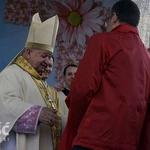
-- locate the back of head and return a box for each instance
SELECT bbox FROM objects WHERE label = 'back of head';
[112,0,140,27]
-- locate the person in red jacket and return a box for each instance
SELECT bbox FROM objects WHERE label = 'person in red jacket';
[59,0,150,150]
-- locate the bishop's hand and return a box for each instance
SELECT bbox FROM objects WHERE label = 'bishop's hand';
==
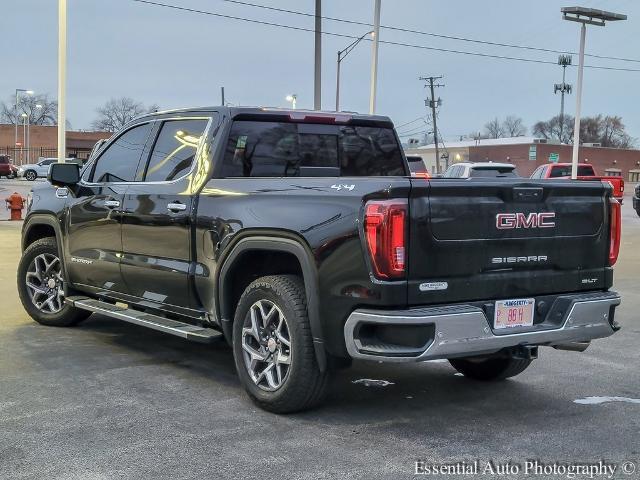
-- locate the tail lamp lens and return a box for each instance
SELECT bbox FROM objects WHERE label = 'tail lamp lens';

- [Exercise goal] Copy out the material word for word, starting with the line that contains "-- locate the bishop's" and going on through the line that contains "SELECT bbox FROM objects WHERE label = 'bishop's", both of those lines included.

- [Result of the task]
-- locate the bishop's hand and return a box for each instance
SELECT bbox FROM objects WHERE label = 'bishop's hand';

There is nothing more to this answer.